Opdracht 1:
Hoeveel gezinnen wonen er volgens de oefentekst in het dorp?
Opdracht 2:
Schrijf uit de oefentekst het stuk over dat begint bij "We gaan een" en eindigt bij "gezinnen in dit dorp.".

Oefentekst:
We gaan eerst naar de dorpsleider; een oude man in een lang wit gewaad.
Zijn rieten hut staat apart van de rest en er staat een omheining van takken om zijn hut.
Vrijwilligers, die we hebben getraind gaan één voor één de hutjes af
met een vragenlijst. Zij vragen naar de naam van de man en vrouw des huizes,
het aantal gezinsleden, de kinderen onder de 5 jaar, zijn er zwangeren vrouwen
of vrouwen die borstvoeding geven; ouderen en gehandicapten. Van alle kinderen
wordt de MUAC gemeten, de ‘Mid Upper Arm Circumference’. Met een gekleurd bandje wordt de omvang van
de bovenarm van het kind gemeten om te screenen op ondervoeding. Dit doen we ook
bij alle vrouwen die zwanger zijn of borstvoeding geven. Zo krijgen wij een beeld van de
inwoners van het dorp en de kwetsbaren. De ondervoede kinderen en vrouwen
sturen we door naar onze kliniek.
We gaan een voedsel
distributie doen in dit dorp. Een week later als één van onze
medewerkers alle data in de computer heeft gezet maken wij voedselbonnen. Er
wonen meer dan 500 gezinnen in dit dorp.
Met de voedselbonnen gaan
we naar het dorp. Vrijwilligers uit het dorp helpen mee in de organisatie. Ik
ben onder de indruk van het organisatie talent en de discipline.

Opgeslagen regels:
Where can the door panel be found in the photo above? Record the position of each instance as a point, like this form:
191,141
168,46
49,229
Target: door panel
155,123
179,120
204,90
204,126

Uitkomst 1:
Er wonen meer dan 500 gezinnen in het dorp.

Uitkomst 2:
We gaan een voedsel
distributie doen in dit dorp. Een week later als één van onze
medewerkers alle data in de computer heeft gezet maken wij voedselbonnen. Er
wonen meer dan 500 gezinnen in dit dorp.